Boe Presentation - Natural gas is converted to a barrel of oil equivalent ("Boe") using six thousand cubic feet ("Mcf") of natural gas equal to one barrel of oil unless otherwise stated. Boe may be misleading, particularly if used in isolation. A Boe conversion ratio of six Mcf to one barrel ("Bbl") is based on an energy equivalency conversion method primarily applicable at the burner tip and does not represent a value equivalency at the wellhead. All Boe measurements and conversions in this report are derived by converting natural gas to crude oil in the ratio of six thousand cubic feet of natural gas to one barrel of crude oil.
Non-GAAP Measurements - Within this MD&A, references are made to terms which are not recognized under Generally Accepted Accounting Principles ("GAAP"). Specifically, "debt including working capital deficiency", "field operating netbacks", "field operating netbacks including hedging", "CROCE", "ROCE" and measurements "per commodity unit" and "per Boe" do not have any standardized meaning as prescribed by GAAP and are regarded as non-GAAP measures. These non-GAAP measures may not be comparable to the calculation of similar amounts for other entities and readers are cautioned that use of such measures to compare enterprises may not be valid. Non-GAAP terms are used to benchmark operations against prior periods and peer group companies and are widely used by investors, lenders, analysts and other parties.

_Set task A_
Say whether each statement agrees with the passage on Boe and non-GAAP measures, answering yes or no and quoting the deciding words. (i) The six-to-one Boe ratio represents a value equivalency at the wellhead. (ii) The non-GAAP measures may not be comparable to similar amounts calculated by other entities. (iii) Non-GAAP terms are used to benchmark operations against prior periods and peer group companies.
_Set task B_
According to the passage on Boe and non-GAAP measures, how much natural gas is treated as equal to one barrel of oil?
_Set task C_
Write a continuation of the passage on Boe and non-GAAP measures, starting after its final sentence.

_Stored data_
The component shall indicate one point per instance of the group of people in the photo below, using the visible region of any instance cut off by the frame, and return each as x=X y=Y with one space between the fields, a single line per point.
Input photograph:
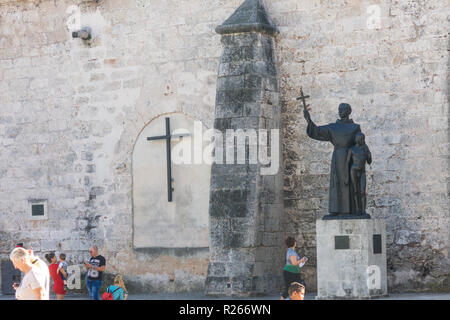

_Response A_
(i) No: "does not represent a value equivalency at the wellhead"
(ii) Yes: "These non-GAAP measures may not be comparable to the calculation of similar amounts for other entities"
(iii) Yes: "Non-GAAP terms are used to benchmark operations against prior periods and peer group companies"

_Response B_
Six thousand cubic feet (six Mcf) of natural gas.

_Response C_
Field Operating Netbacks
Field operating netbacks and field operating netbacks including hedging are common non-GAAP measurements applied in the crude oil and natural gas industry and are used by management to assess operational performance of assets. Field operating netbacks are calculated by deducting royalties, production and transportation expenses from revenue from product sales and are presented on a per-Boe basis.
Debt Including Working Capital Deficiency
Debt including working capital deficiency is defined as bank indebtedness plus working capital surplus or deficiency excluding the mark-to-market value of risk management contracts, decommissioning liability and lease liability. Management believes this is a key measure to assess the Company's liquidity and is used by the Company's lenders to set corporate interest rates.
| As At | As At | As At | |
|---|---|---|---|
| (\$000s unless otherwise stated) | December 31, 2019 | December 31, 2018 | December 31, 2017 |
| Accounts receivable | 21,961 | 29,262 | 15,104 |
| Prepaids and deposits | 764 | 853 | 4,542 |
| Less: Accounts payable and accrued liabilities | (30,018) | (34,359) | (24,777) |
| Working capital deficiency | 7,293 | 4,244 | 5,131 |
| Bank indebtedness | 121,608 | 86,776 | 100,993 |
| Debt including working capital deficiency | 128,901 | 91,020 | 106,124 |
CROCE & ROCE
CROCE is non-GAAP financial measure and does not have a standardized meaning under IFRS. CROCE is determined by taking funds flow plus interest and finance costs on a 12-month trailing basis, and dividing it by the average capital employed (shareholders' equity plus debt including working capital deficiency) as presented in the following table.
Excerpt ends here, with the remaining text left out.